**Study text**.
Member of the Legislative Assembly of Alberta
- In office 1971–1986
- Preceded by: New District
- Succeeded by: Doug Cherry
- Constituency: Lloydminster

Minister of Public Lands and Wildlife
- In office 1979 – November 1982
- Preceded by: Allan Warrack
- Succeeded by: Donald Sparrow

Personal details
- Born: James Edgar Miller March 31, 1923 Kitscoty, Alberta, Canada
- Died: January 23, 2015 (aged 91) Edmonton, Alberta, Canada
- Party: Alberta Liberal Progressive Conservative

= Bud Miller =

Canadian politician (1923–2015)

James "Bud" Edgar Miller (March 31, 1923 – January 23, 2015) was a provincial level politician and farmer from Alberta, Canada. He served as a member of the Legislative Assembly of Alberta from 1971 to 1986. During his time in provincial office he served in the Executive Council as the Minister of Public Lands and Wildlife from 1975 to 1982.

==Early life==
James Edgar Miller was born in Kitscoty, Alberta. He grew up on his family farm and later attended the University of Saskatchewan where he earned a degree in Agriculture.

==Political career==
Miller ran for a seat to the Alberta Legislature for the first time in the 1948 Alberta general election in the electoral district of Alexandra. He ran under the Liberal banner while he was still attending the University of Saskatchewan. The election would see him finish in last place in the field of three candidates losing to Anders Aalborg of Social Credit.

Miller ran for a second attempt at office in the 1971 Alberta general election. He won the new electoral district of Lloydminster under the Progressive Conservative banner. The race was hotly contested with Miller just barely edging out Campbell Hancock to pick up the district. He ran for a second term in the 1975 Alberta general election. In that election Miller more than doubled his popular vote defeating New Democrat challenger Dave Listoe in a straight fight.

**Activities**.
1 – From the Bud Miller article, list every electoral opponent named in the political career section.
2 – Answer these questions using the Bud Miller article.
(a) At which university did Miller earn his degree in Agriculture?
(b) Who succeeded Miller as the member of the Legislative Assembly for Lloydminster?
(c) In which electoral district did Miller run in the 1948 Alberta general election?
3 – Extract the passage of the Bud Miller article starting at "Miller ran for a second" and ending at "a straight fight.".

**Records provided**.

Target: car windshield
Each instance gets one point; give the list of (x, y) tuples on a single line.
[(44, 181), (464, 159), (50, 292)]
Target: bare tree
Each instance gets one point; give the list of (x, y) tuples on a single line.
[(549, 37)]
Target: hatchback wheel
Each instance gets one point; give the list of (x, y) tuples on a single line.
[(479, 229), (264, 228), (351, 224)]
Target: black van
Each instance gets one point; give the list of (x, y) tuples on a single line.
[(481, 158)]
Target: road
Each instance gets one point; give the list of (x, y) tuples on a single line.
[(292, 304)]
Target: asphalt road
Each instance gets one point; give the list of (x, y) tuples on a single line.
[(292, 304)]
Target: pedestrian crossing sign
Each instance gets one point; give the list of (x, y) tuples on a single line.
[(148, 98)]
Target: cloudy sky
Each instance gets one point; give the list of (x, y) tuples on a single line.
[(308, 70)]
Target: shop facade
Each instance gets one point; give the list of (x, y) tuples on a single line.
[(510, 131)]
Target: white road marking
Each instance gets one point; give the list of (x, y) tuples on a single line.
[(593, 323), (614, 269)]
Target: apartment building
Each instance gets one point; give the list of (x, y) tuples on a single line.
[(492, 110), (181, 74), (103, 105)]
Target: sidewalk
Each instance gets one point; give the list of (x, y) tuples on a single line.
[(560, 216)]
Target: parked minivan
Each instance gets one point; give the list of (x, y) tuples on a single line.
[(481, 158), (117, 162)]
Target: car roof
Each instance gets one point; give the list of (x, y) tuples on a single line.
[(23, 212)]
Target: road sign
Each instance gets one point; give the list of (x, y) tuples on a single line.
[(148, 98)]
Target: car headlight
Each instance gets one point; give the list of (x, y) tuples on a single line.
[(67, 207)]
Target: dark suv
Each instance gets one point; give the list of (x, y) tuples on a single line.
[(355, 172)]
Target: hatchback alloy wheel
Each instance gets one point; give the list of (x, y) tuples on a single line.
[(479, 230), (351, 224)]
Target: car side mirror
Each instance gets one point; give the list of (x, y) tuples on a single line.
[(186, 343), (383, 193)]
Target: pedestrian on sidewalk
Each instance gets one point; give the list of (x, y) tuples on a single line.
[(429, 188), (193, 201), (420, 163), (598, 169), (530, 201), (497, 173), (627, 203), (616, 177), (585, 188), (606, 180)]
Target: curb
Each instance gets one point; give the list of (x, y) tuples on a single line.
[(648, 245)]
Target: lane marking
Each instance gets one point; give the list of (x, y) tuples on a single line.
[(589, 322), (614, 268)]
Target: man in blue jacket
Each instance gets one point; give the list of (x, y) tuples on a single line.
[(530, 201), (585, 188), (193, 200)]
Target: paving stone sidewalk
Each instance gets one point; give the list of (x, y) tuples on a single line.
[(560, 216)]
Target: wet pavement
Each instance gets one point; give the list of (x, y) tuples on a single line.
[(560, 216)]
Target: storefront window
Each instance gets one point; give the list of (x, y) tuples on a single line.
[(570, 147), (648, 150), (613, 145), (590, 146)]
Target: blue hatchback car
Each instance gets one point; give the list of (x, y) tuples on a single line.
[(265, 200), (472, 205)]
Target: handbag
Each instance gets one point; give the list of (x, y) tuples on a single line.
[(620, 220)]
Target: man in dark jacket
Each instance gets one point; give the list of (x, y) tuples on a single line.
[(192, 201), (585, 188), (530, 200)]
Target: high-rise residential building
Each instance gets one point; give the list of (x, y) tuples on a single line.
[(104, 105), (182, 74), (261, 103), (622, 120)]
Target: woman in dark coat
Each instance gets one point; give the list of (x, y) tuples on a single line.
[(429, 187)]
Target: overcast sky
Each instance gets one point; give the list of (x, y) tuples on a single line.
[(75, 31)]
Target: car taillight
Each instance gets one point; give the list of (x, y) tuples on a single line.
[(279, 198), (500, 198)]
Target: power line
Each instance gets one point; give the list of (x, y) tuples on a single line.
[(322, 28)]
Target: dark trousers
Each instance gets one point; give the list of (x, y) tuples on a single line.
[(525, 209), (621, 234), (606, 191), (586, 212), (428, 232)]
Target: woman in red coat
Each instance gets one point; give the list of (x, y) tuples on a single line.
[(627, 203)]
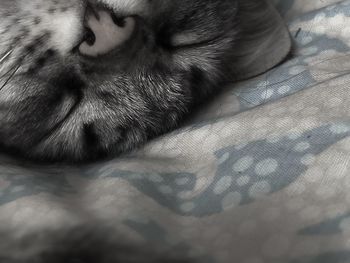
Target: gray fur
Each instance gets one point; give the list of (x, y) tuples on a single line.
[(57, 105)]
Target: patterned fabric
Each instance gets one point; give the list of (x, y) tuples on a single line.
[(261, 175)]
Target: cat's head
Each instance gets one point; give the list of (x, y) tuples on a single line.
[(79, 79)]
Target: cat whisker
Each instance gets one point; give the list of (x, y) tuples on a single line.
[(6, 56), (14, 71)]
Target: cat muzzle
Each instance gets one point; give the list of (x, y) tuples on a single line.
[(104, 31)]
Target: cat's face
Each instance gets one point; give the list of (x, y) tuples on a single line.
[(82, 78)]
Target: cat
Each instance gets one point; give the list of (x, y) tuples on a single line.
[(81, 80)]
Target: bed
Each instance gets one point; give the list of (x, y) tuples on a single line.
[(262, 174)]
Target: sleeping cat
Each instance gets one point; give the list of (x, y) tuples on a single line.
[(81, 79)]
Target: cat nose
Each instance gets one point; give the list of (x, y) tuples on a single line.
[(105, 32)]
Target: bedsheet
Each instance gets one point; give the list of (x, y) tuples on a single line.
[(260, 175)]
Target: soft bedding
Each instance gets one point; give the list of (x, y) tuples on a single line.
[(262, 174)]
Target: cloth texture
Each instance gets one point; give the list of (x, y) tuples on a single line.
[(261, 175)]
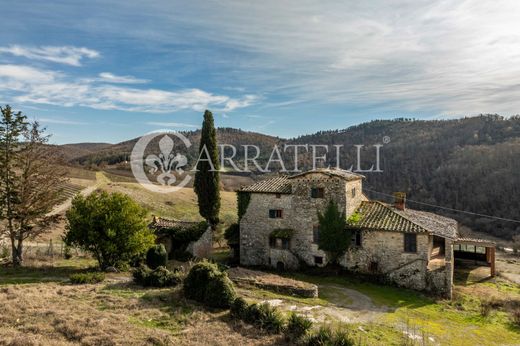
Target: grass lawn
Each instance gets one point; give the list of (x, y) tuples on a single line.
[(456, 322)]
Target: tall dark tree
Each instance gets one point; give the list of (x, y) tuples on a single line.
[(334, 236), (30, 180), (207, 177)]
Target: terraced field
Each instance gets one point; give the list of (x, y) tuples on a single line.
[(70, 190)]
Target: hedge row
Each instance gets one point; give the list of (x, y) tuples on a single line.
[(297, 329), (159, 277), (206, 284)]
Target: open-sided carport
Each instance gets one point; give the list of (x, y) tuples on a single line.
[(478, 250)]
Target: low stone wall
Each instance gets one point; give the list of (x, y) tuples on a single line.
[(272, 282), (284, 256)]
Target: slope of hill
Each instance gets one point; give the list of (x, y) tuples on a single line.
[(469, 164)]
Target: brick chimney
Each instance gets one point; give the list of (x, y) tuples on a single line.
[(400, 200)]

**Replies**.
1 –
Anders Aalborg
Campbell Hancock
Dave Listoe

2 –
(a) The University of Saskatchewan.
(b) Doug Cherry.
(c) Alexandra.

3 –
Miller ran for a second attempt at office in the 1971 Alberta general election. He won the new electoral district of Lloydminster under the Progressive Conservative banner. The race was hotly contested with Miller just barely edging out Campbell Hancock to pick up the district. He ran for a second term in the 1975 Alberta general election. In that election Miller more than doubled his popular vote defeating New Democrat challenger Dave Listoe in a straight fight.